TEXT SECTION:
------------------------------

Aspen-Snowmass ski area January snowfall total passes 80 inches; backcountry avalanche risk is considerable
Avalanche conditions remain considerable in the Aspen zone after the third in a series of storms brought 10 to 15 inches of snow and strong winds to the backcountry, according to the Colorado Avalanche Information Center.
The series of storms deposited slabs of new and drifted snow 1 to 4 feet thick on steep slopes, according to Blase Reardon, the avalanche center’s forecaster for the Aspen zone. Gusty winds caused drifting on slopes in all directions, Reardon wrote in his Tuesday forecast, but even wind-sheltered slopes, “especially near Aspen,” pose a danger. Slabs have built on a soft, collapsible layer of surface hoar, he said.
“That combination means you can trigger unexpectedly wide avalanches on small slopes,” Reardon wrote.

------------------------------

EXTRACTED MATERIAL:
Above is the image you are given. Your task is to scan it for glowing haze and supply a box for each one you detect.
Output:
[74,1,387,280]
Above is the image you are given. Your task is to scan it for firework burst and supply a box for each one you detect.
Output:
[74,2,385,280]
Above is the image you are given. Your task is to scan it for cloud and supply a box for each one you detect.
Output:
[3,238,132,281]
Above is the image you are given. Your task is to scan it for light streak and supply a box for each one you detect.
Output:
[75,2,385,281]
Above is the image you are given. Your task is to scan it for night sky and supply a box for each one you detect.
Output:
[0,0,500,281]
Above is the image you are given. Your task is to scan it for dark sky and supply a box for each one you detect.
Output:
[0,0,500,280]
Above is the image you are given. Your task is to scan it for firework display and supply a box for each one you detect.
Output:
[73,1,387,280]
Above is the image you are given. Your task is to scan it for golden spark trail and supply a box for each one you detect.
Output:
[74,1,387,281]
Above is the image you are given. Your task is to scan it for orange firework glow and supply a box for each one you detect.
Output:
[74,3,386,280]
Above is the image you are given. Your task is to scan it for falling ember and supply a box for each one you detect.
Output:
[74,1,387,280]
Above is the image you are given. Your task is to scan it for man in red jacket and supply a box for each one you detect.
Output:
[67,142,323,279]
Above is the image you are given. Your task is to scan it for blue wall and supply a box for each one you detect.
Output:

------------------------------

WHAT NEEDS TO BE DONE:
Answer the following questions using the article on Aspen avalanche conditions above:
1. How much snow did the third storm in the series bring to the backcountry?
2. How thick were the slabs of new and drifted snow deposited on steep slopes?
3. On what kind of layer have the slabs built?

THE COMPLETED TASK:
1. 10 to 15 inches.
2. 1 to 4 feet.
3. A soft, collapsible layer of surface hoar.